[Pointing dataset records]

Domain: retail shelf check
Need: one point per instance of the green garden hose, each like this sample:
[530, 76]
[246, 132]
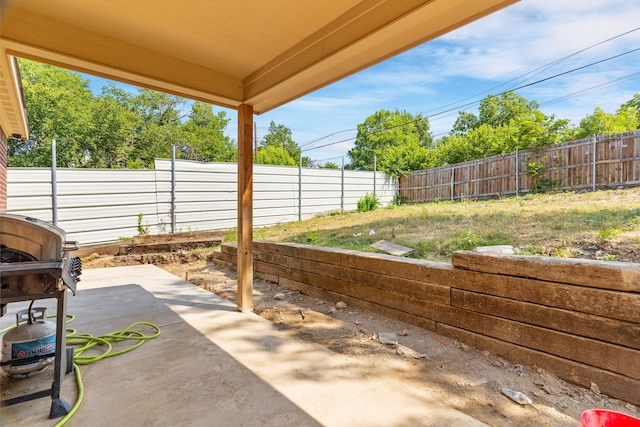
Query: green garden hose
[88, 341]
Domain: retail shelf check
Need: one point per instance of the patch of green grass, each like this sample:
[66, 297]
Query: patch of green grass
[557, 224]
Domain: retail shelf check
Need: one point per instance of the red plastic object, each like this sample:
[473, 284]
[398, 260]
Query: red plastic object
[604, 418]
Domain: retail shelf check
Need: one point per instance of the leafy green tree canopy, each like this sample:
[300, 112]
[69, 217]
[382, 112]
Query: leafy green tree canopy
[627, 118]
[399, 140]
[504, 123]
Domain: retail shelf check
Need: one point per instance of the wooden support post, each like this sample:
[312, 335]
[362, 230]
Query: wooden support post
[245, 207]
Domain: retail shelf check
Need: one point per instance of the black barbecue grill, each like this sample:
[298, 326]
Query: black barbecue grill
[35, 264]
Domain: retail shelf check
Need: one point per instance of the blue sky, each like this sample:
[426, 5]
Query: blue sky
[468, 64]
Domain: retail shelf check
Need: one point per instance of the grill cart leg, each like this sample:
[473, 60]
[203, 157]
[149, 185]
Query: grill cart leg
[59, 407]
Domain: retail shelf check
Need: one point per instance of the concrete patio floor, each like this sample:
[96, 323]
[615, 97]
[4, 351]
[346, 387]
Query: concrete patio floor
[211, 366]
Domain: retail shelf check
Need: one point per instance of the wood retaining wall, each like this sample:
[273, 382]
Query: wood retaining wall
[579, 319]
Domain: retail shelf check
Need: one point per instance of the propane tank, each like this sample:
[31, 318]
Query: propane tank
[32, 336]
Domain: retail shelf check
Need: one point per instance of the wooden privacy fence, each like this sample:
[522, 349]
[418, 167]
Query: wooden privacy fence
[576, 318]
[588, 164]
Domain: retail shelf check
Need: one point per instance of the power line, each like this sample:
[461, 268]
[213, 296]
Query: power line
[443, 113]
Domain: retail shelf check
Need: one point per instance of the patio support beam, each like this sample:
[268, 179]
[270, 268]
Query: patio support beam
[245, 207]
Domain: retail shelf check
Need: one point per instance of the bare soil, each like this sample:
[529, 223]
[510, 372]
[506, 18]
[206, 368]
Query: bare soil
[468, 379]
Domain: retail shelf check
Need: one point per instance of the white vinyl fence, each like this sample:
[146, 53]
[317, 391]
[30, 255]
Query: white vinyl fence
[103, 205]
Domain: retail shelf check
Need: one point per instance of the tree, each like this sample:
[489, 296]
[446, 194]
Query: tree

◆ Set problem:
Locate each line in the data above that contains the string "post" and copy those lines out. Case matters when matching.

◆ Exercise result:
Need: one point per instance of the wooden support post, each like this sample:
Query: wooden support post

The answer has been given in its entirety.